→ **EXERCISE AIM**
Could you restate the entries below word for word?

——————————

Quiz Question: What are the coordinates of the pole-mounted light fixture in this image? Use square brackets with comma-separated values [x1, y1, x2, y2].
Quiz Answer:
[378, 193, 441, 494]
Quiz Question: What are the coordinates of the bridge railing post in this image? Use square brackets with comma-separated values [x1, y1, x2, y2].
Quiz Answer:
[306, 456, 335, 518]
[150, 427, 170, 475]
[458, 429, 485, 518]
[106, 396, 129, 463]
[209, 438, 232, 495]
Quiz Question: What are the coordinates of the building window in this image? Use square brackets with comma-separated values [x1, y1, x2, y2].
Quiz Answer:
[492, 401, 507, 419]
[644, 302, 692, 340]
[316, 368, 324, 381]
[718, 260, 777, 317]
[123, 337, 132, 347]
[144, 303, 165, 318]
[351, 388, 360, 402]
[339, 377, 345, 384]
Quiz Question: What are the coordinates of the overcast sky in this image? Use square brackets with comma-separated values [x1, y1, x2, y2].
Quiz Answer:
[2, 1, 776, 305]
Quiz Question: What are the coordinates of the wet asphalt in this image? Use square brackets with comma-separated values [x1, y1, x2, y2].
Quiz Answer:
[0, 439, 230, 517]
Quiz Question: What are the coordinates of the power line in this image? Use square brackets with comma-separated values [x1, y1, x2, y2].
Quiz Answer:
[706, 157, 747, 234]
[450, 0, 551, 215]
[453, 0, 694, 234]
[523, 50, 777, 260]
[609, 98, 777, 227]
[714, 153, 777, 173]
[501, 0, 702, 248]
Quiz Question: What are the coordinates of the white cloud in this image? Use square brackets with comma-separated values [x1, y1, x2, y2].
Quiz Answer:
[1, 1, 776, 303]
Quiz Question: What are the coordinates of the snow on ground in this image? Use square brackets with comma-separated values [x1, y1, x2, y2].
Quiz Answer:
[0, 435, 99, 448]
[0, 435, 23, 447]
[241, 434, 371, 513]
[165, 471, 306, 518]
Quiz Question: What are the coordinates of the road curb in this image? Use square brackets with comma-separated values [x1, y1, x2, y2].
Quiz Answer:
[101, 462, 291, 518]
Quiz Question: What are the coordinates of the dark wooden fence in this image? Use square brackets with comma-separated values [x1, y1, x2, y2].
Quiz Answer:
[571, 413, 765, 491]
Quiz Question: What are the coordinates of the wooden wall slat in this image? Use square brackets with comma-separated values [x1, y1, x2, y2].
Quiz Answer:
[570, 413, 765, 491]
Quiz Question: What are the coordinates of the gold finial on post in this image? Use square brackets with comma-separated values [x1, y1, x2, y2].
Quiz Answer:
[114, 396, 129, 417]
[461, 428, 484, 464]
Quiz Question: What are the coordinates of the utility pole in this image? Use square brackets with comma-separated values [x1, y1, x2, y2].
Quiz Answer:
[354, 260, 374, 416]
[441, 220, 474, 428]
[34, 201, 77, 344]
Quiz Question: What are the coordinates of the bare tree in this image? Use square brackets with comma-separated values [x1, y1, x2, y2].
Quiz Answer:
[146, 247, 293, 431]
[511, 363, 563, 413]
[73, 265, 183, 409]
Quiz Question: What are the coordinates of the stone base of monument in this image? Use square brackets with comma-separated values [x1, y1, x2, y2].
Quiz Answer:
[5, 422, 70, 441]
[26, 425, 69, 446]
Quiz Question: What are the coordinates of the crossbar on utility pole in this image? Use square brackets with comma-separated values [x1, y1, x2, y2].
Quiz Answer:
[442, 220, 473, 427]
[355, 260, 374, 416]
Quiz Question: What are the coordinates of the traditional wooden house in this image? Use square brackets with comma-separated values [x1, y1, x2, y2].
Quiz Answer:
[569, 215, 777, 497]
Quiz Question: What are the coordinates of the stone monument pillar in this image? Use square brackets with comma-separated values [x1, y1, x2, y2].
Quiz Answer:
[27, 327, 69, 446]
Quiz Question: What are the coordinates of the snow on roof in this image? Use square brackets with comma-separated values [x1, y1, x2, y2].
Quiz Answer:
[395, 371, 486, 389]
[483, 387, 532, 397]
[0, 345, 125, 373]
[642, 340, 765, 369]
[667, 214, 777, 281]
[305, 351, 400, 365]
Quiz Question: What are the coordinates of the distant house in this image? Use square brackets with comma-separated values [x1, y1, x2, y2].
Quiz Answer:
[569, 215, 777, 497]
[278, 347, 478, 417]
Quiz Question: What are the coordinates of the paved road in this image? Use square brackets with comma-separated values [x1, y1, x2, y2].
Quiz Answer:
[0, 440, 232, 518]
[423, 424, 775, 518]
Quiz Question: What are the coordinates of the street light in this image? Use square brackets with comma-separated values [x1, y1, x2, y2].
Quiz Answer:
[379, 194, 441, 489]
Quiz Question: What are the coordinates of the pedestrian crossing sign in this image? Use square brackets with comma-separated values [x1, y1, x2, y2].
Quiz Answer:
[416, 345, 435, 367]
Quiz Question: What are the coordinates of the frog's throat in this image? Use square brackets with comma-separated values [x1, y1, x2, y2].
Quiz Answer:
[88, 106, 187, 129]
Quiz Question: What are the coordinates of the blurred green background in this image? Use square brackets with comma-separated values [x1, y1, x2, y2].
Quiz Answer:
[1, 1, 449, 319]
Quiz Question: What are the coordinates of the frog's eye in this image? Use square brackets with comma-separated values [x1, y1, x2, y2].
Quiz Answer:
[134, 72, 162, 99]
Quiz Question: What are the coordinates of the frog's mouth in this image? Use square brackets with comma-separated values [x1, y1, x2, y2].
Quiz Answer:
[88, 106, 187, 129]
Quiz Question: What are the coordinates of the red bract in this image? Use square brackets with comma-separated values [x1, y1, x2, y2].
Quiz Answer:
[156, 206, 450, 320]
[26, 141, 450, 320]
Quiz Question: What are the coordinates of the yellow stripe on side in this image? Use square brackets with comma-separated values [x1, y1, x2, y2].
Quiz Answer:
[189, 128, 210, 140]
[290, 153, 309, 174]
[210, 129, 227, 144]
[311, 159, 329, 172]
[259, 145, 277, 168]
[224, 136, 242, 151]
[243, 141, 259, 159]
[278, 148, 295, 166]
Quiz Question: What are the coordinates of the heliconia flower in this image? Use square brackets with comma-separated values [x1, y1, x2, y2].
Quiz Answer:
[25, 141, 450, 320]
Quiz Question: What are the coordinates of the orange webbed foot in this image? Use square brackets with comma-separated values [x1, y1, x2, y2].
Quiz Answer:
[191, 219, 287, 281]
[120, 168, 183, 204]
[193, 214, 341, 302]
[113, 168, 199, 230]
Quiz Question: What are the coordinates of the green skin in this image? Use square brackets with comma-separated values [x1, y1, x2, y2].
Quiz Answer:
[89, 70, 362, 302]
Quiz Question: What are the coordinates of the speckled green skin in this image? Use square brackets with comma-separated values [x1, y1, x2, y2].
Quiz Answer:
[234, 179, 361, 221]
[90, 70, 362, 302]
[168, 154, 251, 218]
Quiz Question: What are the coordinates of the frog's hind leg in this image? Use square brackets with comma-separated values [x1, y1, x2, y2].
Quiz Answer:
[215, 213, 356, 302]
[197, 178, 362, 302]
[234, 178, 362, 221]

——————————

→ **YOUR SOLUTION**
Quiz Question: What are the coordinates of the pole-mounted light fixture in this image? Use square brackets with comma-separated values [x1, y1, x2, y2].
Quiz Answer:
[378, 193, 441, 494]
Quiz Question: What are the coordinates of the bridge railing post in this image? Use square brackets with comma-separated values [x1, y1, x2, y2].
Quiz Answer:
[306, 456, 335, 518]
[150, 427, 170, 475]
[458, 429, 485, 518]
[106, 396, 129, 463]
[209, 438, 232, 495]
Quiz Question: What are the coordinates of the building window in this image? Use square brackets with comma-separated values [x1, y1, x2, y2].
Quiz Answer:
[492, 401, 507, 419]
[644, 302, 692, 340]
[316, 368, 324, 381]
[718, 260, 777, 317]
[123, 337, 132, 347]
[144, 303, 165, 318]
[351, 388, 360, 402]
[339, 377, 345, 384]
Quiz Question: What are the coordinates of the overcast sky in this image? Use square brackets with comma-separated values [x1, y1, x2, y2].
Quiz Answer:
[2, 1, 776, 305]
Quiz Question: What are the coordinates of the wet asphalt in this image? Use square brackets with comma-separated values [x1, y1, x2, y2].
Quiz Answer:
[0, 439, 230, 517]
Quiz Question: What are the coordinates of the power line in this image? Use square brackets with comma-separated values [x1, y1, x2, y2].
Quiz Answer:
[706, 157, 747, 234]
[450, 0, 551, 215]
[453, 0, 694, 234]
[523, 50, 777, 260]
[609, 98, 777, 227]
[714, 153, 777, 173]
[501, 0, 702, 248]
Quiz Question: What are the coordinates of the white cloud in this image? Use square brackets with comma-separated values [x1, y1, x2, y2].
Quiz Answer:
[1, 1, 776, 303]
Quiz Question: What are the coordinates of the snow on ground in this image? Use square brackets with comma-separated values [x1, y1, x2, y2].
Quiz Answer:
[0, 435, 99, 448]
[0, 435, 23, 447]
[241, 434, 371, 513]
[165, 471, 306, 518]
Quiz Question: What are the coordinates of the road curb in this image? Use square brackets with comma-separated values [x1, y1, x2, y2].
Quiz Answer:
[101, 462, 291, 518]
Quiz Question: What are the coordinates of the dark wooden fence in this image? Use square brackets with comma-separated values [x1, y1, x2, y2].
Quiz Answer:
[571, 413, 765, 491]
Quiz Question: What are the coordinates of the wooden wall slat in this image? Use square brackets with comma-separated values [x1, y1, x2, y2].
Quiz Answer:
[570, 413, 765, 491]
Quiz Question: What are the coordinates of the gold finial on post in this image? Use square brackets with comma-separated values [x1, y1, x2, y2].
Quiz Answer:
[114, 396, 129, 417]
[461, 428, 484, 464]
Quiz Question: What are the coordinates of the utility pole in this image? Use square brackets with comma-separated values [x1, y1, x2, y2].
Quiz Answer:
[354, 260, 374, 416]
[441, 220, 474, 428]
[34, 201, 77, 344]
Quiz Question: What are the coordinates of the bare tree in this image? Use square brackets with comma-separated values [x1, y1, x2, y2].
Quiz Answer:
[146, 247, 293, 431]
[511, 363, 563, 413]
[73, 265, 183, 409]
Quiz Question: What are the coordinates of the stone base of monument in this image? Use square brackets with comma-separated values [x1, y1, x2, y2].
Quiz Answer:
[5, 422, 70, 441]
[26, 425, 69, 446]
Quiz Question: What are the coordinates of the crossbar on utility pole in this image? Use square brackets with comma-separated values [x1, y1, x2, y2].
Quiz Answer:
[442, 220, 473, 427]
[355, 260, 374, 416]
Quiz Question: What are the coordinates of the traditional wooden house in this image? Use square brackets with comma-separated values [x1, y1, x2, y2].
Quiz Answer:
[569, 215, 777, 497]
Quiz Question: What are the coordinates of the stone monument pillar in this image? Use square brackets with comma-separated values [x1, y1, x2, y2].
Quiz Answer:
[27, 327, 69, 446]
Quiz Question: What are the coordinates of the snow on roof in this image? Use square brackets with comma-separated values [x1, y1, x2, y2].
Quiz Answer:
[395, 371, 486, 389]
[483, 387, 532, 397]
[0, 345, 125, 373]
[642, 340, 765, 369]
[667, 214, 777, 281]
[305, 351, 400, 365]
Quiz Question: What are the coordinates of the distant house in this image? Use square brackets with comma-separated values [x1, y1, x2, y2].
Quiz Answer:
[569, 215, 777, 497]
[278, 347, 478, 417]
Quiz Question: What are the coordinates of the paved road in this image? Use square brackets with comma-separated values [x1, y1, x2, y2].
Quiz Answer:
[0, 440, 232, 518]
[423, 424, 775, 518]
Quiz Question: What are the coordinates of the street light in this image? Use square brackets with comma-separated values [x1, y1, x2, y2].
Quiz Answer:
[379, 194, 441, 489]
Quiz Question: What are the coordinates of the pedestrian crossing sign in this image? Use square brackets with comma-separated values [x1, y1, x2, y2].
Quiz Answer:
[416, 345, 435, 367]
Quiz Question: What are the coordinates of the frog's throat in this image? Use square brackets with comma-separated values [x1, y1, x2, y2].
Quiz Answer:
[88, 106, 187, 129]
Quiz Question: What are the coordinates of the blurred green background in this image? Use square brackets with comma-separated values [x1, y1, x2, y2].
Quiz Answer:
[1, 1, 449, 319]
Quiz Question: What are the coordinates of the frog's eye in this image? Use square brackets with comma-separated values [x1, y1, x2, y2].
Quiz Answer:
[134, 72, 162, 99]
Quiz Question: What are the coordinates of the frog's mouth in this image? Use square brackets with comma-separated values [x1, y1, x2, y2].
Quiz Answer:
[88, 106, 187, 129]
Quiz Question: What are the coordinates of the red bract in this image? Use square brackets with comma-separated values [x1, y1, x2, y2].
Quiz Answer:
[156, 206, 450, 320]
[26, 141, 450, 320]
Quiz Question: What are the coordinates of the yellow stripe on side in this image? Use square brackets with comma-separated values [x1, y1, x2, y2].
Quiz Answer:
[189, 128, 210, 140]
[290, 153, 309, 174]
[210, 129, 227, 144]
[311, 159, 329, 172]
[259, 145, 277, 168]
[224, 136, 242, 151]
[243, 141, 259, 159]
[278, 148, 295, 166]
Quiz Question: What are the coordinates of the heliconia flower in this image? Use square brackets with comma-separated values [x1, y1, x2, y2].
Quiz Answer:
[25, 141, 450, 320]
Quiz Question: What are the coordinates of the orange webbed foot in this image? Use square brackets with comma-separated values [x1, y1, x2, y2].
Quiz Answer:
[191, 219, 287, 281]
[120, 168, 183, 204]
[193, 214, 341, 302]
[113, 168, 199, 230]
Quiz Question: What are the coordinates of the green skin in this image? Use square brackets with comma-separated values [x1, y1, x2, y2].
Quiz Answer:
[89, 70, 362, 302]
Quiz Question: What are the coordinates of the speckled green skin in this image? Use square brackets with comma-separated values [x1, y1, x2, y2].
Quiz Answer:
[234, 179, 361, 221]
[90, 70, 362, 302]
[168, 154, 251, 218]
Quiz Question: What are the coordinates of the frog's hind leg in this image? Use square brackets with comma-separated values [x1, y1, x2, y2].
Quiz Answer:
[215, 213, 356, 302]
[197, 178, 362, 302]
[234, 178, 362, 221]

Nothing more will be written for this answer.